*ASSIGNMENT A*
Answer these questions about the piece on multi-tasking.
(i) What has the writer only recently discovered to be the biggest source of struggle?
(ii) What does the writer clean between coats of toenail polish?
(iii) How long is the drive to the nearest play therapist?
*ASSIGNMENT B*
Continue the piece on multi-tasking from the point where it stops.

*DOCUMENT EXCERPT*

In a quest for peace and simplicity, but a day and age of information overload and unending overwhelm, too many of us live in a state of near-panic. Only recently have I discovered in my own life that multi-tasking is the biggest source of my struggle.

I have conditioned myself over many years to try to be as efficient as possible by doing more things in less time, thus naturally leading to habits like…talking on the telephone while painting my toenails and cleaning the kitchen between coats of polish. As a mother, it only gets worse. I am helping my child read a book while cooking chicken in the skillet and sweeping the dining room floor. The result: My son is frustrated, the chicken gets overcooked, I am stressed out and the dining room floor only gets half done.

Was multi-tasking really the ideal solution?

The result of this lifestyle is my kids having behavioral problems, which lead me to driving 45 minutes to the nearest play therapist, and paying money I do not have for him to tell me to play with my children for five minutes per day each, one-on-one, undistracted. That is the solution. Give them my undivided attention for as little as five minutes per day and their behavior and our family functioning will improve dramatically.

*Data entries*
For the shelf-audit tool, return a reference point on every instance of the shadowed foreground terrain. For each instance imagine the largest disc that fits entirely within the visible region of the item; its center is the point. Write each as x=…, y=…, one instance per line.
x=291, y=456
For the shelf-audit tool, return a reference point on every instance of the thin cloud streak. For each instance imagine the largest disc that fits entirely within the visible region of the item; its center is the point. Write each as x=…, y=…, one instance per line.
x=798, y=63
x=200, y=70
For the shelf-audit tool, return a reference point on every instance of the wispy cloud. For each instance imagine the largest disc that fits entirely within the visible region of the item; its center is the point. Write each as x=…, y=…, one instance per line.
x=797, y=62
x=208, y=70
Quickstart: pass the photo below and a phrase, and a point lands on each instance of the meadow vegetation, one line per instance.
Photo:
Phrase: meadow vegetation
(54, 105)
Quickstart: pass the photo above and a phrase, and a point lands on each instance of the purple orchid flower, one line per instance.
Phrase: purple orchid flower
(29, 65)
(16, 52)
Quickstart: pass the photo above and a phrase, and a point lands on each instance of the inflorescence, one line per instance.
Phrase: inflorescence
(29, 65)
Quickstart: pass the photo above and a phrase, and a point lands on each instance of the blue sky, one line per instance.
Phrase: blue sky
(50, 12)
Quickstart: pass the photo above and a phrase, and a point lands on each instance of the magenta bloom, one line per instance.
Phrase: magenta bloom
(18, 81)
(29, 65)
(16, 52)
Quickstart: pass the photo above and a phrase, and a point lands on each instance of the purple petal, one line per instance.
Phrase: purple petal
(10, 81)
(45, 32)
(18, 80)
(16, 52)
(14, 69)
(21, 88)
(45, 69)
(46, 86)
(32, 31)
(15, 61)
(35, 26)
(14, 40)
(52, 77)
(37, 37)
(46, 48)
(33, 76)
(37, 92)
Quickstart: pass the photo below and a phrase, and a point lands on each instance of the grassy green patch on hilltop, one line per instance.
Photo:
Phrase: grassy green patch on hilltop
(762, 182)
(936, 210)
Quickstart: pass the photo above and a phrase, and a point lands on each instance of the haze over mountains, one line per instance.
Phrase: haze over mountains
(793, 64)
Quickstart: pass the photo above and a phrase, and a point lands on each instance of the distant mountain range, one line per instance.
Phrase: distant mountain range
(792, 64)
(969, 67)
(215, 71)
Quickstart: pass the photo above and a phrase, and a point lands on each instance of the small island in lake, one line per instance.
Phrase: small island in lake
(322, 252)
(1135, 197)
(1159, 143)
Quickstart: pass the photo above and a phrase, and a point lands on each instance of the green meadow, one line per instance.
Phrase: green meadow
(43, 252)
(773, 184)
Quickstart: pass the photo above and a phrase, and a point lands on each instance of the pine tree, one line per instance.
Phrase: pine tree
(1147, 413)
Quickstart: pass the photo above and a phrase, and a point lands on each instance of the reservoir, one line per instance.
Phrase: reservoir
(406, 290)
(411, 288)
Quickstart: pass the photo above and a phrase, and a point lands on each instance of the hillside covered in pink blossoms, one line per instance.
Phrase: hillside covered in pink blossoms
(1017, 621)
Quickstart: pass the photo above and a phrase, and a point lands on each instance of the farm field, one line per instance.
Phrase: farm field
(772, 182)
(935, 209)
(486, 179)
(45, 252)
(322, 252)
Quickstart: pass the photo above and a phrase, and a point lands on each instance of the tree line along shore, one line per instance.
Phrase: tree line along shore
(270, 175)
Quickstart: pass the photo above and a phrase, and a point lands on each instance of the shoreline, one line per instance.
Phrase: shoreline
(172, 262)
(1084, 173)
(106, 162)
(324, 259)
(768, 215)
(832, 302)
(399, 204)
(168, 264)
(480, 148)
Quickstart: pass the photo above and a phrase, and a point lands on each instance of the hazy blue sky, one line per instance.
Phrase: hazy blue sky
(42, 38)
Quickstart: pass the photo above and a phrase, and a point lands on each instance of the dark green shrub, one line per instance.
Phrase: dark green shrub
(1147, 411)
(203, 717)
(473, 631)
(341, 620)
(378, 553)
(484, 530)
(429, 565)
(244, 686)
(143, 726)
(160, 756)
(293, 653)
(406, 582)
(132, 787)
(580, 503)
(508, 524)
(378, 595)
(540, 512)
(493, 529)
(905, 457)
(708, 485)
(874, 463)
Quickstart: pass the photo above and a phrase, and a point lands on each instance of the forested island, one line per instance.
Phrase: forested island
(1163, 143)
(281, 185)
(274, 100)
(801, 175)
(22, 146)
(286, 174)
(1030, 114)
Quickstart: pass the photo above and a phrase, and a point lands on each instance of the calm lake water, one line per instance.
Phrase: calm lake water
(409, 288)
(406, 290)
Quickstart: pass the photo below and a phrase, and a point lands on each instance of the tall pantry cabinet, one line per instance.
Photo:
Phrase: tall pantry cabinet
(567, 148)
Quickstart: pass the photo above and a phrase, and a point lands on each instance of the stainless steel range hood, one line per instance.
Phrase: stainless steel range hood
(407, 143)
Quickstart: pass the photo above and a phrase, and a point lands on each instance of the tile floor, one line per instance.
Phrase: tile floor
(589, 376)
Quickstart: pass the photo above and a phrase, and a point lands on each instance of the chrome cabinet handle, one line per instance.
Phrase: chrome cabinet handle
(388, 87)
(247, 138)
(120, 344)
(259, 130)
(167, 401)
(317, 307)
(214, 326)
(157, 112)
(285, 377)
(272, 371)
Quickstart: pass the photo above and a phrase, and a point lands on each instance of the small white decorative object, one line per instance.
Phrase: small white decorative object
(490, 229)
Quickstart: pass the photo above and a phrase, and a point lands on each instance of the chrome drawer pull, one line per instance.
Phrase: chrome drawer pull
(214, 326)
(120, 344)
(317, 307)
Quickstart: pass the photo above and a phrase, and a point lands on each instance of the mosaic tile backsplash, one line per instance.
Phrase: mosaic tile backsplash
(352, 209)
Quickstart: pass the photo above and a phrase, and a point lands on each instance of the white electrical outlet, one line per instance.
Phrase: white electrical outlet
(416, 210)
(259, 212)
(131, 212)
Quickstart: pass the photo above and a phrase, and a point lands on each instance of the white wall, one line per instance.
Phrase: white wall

*ANSWER SECTION A*
(i) Multi-tasking
(ii) The kitchen
(iii) 45 minutes

*ANSWER SECTION B*
The advice is telling. How much is multi-tasking and distraction adding to my distress instead of improving my efficiency? Instead of getting two things done well, I end up with ten things half-done, yelling at the children, and wanting to pull my hair out.

Can you relate? Have you tried actively stopping your brain from going into multi-task mode and instead staying mentally and physically with one thing at a time? As I do this more and more, I am seeing a huge payoff. My kids will confirm the cooking improvement alone is evidence of success! As for the quality of our family functioning, peacefulness, and happiness, that my friends is priceless!